BEGIN READING PASSAGE

I would recommend this. The Vermonter has been plagued by slow orders in VT and CSX in Springfield so it may be late just FYI. There's a free shuttle to downtown that runs every twenty minutes at :00, :20, & :40 daily. New Haven pizza is a different take on New York style; the char is not for everyone but there are NY style places as well. Plenty of other good food from many cuisines too. Let me know if you'd like specific recommendations.


----------



## MontanaJim (Nov 19, 2022)

BalmyZephyr said:


> Oops, when I entered the date we want to go, and selected refundable, it became $197. Expensive. You all are right. But the train is really cheap!
> 
> We chose a day with a full moon, so maybe the view will be brightly lit going NB.


197 is a bargain compared to summer rates at the st albans hampton inn. Summer rates regularly go for 300-400 a night. Vermont hotels and motels are through the roof in summer. you picked a good time to go for cheaper rates. but what did you mean by "longer views"? if referring to daylight, it will be dark most of the time in VT going north. Youll see things going south though.


----------



## MontanaJim (Nov 19, 2022)

daybeers said:


> Only one?!? Please share which train so I can document this rarity!

END READING PASSAGE

**PROBLEMS TO WORK ON:**
1. Please list every forum username that appears in the forum thread above, counting each name once.
2. Return the passage of the forum thread that runs from "I would recommend" up to and including "is really cheap!", copied word for word.

BEGIN DATA EXCERPT

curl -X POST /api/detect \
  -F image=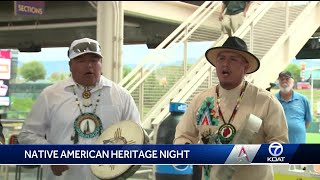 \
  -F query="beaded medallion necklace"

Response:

END DATA EXCERPT

**WORKED SOLUTIONS:**
1. MontanaJim, BalmyZephyr, daybeers

2.
I would recommend this. The Vermonter has been plagued by slow orders in VT and CSX in Springfield so it may be late just FYI. There's a free shuttle to downtown that runs every twenty minutes at :00, :20, & :40 daily. New Haven pizza is a different take on New York style; the char is not for everyone but there are NY style places as well. Plenty of other good food from many cuisines too. Let me know if you'd like specific recommendations.


----------



## MontanaJim (Nov 19, 2022)

BalmyZephyr said:


> Oops, when I entered the date we want to go, and selected refundable, it became $197. Expensive. You all are right. But the train is really cheap!